_Aufgabenstellung 1_.
Beantworten Sie anhand des Textauszugs über die Lage an den Westgrenzen folgende Fragen:
(a) Welche Truppen haben sich laut Text zunehmend konzentriert?
(b) Welche Karte wird für den Sowjetkongress angekündigt?
(c) Wie hoch ist der vorgeschlagene Kredit?
_Aufgabenstellung 2_. Schreiben Sie den Textauszug über die Westgrenzen und die Haltung der Bourgeoisie im Anschluss an dessen letzten Satz fort.

_Textauszug_.
◇ ◇ ◇ ◇ ◇

Es gibt andere Manöver im Westen, die viel näher zu Hause sind. Die Vorbereitung eines karelischen Exerzierfeldes für künftige karelische Ereignisse haben größere Ausmaße, als gewöhnlich bei uns geglaubt wird. Entlang unserer Westgrenzen gibt es bewaffnete Banden (auf dem Sowjetkongress werde ich eine Karte haben, die die Stellung dieser Banden zeigt) und es gab eine wachsende Konzentration polnischer Truppen. All dies bedeutet, dass es auf der einen Seite einen Flügel der europäischen Bourgeoisie gibt – die Polen, die, unter anderem, am nächsten an uns dran sind und uns um jeden Preis bekämpfen wollen. Auf der anderen Seite gibt es innerhalb der Bourgeoisie manche, vielleicht sogar in ihren höheren Kreisen, die eine etwas einfachere Vorstellung davon haben, worum es bei unserer Anerkennung und einer Vereinbarung mit uns geht. Sie denken etwa so: „Nun, rufen wir Krassin oder Tschitscherin her. Wir werden etwas zu den 20.000.000 Dollar dazutun (dem vorgeschlagenen Kredit); und dann der Komintern vorschlagen, dass sie eine innere Säuberung durchführen soll. Sie soll uns ein paar politische Garantien geben. Wir werden diesem Teufel Kommunismus ordentlich die Krallen beschneiden und wir werden eine bequeme Fahrt haben.”

◇ ◇ ◇ ◇ ◇

_Datensätze_.
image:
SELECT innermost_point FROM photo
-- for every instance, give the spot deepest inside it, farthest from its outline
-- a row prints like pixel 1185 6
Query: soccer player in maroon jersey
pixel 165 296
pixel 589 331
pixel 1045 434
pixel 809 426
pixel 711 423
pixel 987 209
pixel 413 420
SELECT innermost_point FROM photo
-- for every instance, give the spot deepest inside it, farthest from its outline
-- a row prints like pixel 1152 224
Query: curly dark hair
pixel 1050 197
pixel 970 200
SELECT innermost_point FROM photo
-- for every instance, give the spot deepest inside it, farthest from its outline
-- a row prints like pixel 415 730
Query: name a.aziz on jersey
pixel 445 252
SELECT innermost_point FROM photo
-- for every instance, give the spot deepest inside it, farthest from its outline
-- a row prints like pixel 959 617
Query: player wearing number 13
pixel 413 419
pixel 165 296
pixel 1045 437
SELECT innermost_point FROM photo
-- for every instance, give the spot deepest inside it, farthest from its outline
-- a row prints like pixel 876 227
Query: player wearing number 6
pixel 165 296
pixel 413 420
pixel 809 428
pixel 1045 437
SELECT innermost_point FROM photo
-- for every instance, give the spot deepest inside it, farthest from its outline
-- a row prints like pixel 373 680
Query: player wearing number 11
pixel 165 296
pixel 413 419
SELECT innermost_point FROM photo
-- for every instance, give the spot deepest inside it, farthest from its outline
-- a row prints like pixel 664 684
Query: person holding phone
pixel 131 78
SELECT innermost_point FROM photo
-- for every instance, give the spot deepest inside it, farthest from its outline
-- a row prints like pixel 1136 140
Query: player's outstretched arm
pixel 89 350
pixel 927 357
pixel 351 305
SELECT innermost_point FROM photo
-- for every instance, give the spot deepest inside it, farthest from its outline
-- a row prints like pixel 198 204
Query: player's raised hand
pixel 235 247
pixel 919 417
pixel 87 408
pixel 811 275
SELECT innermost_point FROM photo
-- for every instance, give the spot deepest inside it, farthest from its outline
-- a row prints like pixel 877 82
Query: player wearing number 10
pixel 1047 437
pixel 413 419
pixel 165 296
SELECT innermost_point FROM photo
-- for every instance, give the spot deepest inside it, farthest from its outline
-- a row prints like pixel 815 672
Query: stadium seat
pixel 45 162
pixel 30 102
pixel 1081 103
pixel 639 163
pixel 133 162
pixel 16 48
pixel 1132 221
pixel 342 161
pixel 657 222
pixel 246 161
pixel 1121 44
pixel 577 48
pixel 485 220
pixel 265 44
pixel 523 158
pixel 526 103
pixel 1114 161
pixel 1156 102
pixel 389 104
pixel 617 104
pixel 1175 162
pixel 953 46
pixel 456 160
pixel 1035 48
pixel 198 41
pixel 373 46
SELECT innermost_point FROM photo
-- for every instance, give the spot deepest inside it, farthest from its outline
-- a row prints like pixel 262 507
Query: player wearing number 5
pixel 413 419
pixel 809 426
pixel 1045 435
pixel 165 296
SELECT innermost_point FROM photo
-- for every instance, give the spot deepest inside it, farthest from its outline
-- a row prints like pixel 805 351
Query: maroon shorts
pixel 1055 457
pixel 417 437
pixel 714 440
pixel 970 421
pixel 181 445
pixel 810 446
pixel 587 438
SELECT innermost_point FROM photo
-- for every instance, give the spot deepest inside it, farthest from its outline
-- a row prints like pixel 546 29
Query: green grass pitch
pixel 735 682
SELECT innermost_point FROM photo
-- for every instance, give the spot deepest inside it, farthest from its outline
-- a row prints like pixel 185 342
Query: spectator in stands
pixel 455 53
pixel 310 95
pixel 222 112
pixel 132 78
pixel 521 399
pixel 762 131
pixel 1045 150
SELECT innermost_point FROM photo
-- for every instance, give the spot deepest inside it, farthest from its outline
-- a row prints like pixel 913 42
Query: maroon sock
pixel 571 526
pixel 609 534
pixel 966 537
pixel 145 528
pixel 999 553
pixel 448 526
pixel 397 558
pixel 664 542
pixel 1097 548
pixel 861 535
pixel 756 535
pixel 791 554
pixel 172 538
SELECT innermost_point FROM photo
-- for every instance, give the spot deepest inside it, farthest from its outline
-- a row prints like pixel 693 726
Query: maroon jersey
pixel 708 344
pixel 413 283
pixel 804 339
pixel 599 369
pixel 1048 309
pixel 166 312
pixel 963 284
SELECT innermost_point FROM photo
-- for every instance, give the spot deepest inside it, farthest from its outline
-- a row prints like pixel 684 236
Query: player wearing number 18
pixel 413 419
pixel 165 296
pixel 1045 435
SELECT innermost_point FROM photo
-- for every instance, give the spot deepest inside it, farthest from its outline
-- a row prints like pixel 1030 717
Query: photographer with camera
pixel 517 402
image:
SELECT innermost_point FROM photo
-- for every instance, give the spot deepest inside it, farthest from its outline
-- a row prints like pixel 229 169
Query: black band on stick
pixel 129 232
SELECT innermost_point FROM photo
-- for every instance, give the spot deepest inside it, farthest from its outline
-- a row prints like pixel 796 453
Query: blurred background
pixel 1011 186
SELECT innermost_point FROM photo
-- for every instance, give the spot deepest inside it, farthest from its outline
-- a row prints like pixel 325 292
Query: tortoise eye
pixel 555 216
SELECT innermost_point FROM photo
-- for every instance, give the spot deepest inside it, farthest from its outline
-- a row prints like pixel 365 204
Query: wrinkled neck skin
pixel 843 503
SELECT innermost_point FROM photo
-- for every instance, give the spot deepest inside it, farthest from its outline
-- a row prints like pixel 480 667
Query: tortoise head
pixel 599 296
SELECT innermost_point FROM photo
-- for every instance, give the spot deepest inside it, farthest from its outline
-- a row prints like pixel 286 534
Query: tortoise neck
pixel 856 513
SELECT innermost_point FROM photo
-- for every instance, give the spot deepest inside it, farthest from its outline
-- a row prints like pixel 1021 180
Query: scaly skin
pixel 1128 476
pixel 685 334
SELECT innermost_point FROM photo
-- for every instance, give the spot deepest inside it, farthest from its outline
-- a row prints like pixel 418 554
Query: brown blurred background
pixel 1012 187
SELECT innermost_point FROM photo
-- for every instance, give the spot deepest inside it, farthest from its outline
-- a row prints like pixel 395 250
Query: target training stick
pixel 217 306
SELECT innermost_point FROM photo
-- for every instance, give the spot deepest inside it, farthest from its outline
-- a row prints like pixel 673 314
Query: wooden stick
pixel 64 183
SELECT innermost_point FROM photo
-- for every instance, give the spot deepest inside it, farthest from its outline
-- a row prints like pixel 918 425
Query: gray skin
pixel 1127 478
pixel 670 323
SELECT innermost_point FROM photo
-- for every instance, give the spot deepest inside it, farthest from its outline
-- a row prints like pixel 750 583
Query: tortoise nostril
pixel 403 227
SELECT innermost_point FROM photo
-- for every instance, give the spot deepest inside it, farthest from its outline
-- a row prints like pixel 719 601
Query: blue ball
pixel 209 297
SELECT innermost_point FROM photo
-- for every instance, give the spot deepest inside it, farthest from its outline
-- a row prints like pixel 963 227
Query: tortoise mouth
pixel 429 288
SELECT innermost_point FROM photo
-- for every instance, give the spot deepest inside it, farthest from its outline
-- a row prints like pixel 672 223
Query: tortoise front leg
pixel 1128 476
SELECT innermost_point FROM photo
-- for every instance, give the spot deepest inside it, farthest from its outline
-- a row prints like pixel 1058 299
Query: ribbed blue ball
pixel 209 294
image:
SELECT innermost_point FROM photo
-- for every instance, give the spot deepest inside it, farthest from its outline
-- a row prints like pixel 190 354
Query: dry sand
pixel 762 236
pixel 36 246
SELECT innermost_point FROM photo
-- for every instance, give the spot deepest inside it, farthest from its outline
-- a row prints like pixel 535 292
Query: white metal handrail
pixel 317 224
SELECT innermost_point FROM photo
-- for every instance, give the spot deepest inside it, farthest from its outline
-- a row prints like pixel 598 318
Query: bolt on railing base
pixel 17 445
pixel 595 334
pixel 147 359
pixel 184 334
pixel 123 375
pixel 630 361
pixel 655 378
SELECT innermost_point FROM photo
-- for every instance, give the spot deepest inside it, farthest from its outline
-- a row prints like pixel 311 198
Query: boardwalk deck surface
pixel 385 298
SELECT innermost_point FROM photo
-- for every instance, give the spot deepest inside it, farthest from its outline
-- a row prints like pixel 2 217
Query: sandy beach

◇ ◇ ◇ ◇ ◇

_Ergebnis 1_.
(a) Polnische Truppen.
(b) Eine Karte, die die Stellung der bewaffneten Banden entlang der Westgrenzen zeigt.
(c) 20.000.000 Dollar.

_Ergebnis 2_.
Es gibt wenig Zweifel, dass Lloyd George und eine Reihe anderer solche Bilder im Kopf haben. Wenn Verhandlungen über unsere Anerkennung jemals anfangen, wird es eine ziemlich große Zahl von Zickzacks gebe, die an Zuckungen und Krämpfe erinnern. Sowohl Lloyd George als auch Briand als auch viele andere werden im Verlauf solcher Verhandlungen Mittel bekommen, um Druck auf uns auszuüben. Sie haben Polen, sie haben Rumänien, sie haben Finnland. Die Lage ist sehr schwer. Und die historische Perspektive – international und für Russland gleichermaßen – ist eine ansteigende Kurve, aber es wird keine gleichmäßig ansteigende Kurve sein, sondern vielmehr eine mit vielen Aufs und Abs und der nächste Wendepunkt kann genau im nächsten Frühling sein.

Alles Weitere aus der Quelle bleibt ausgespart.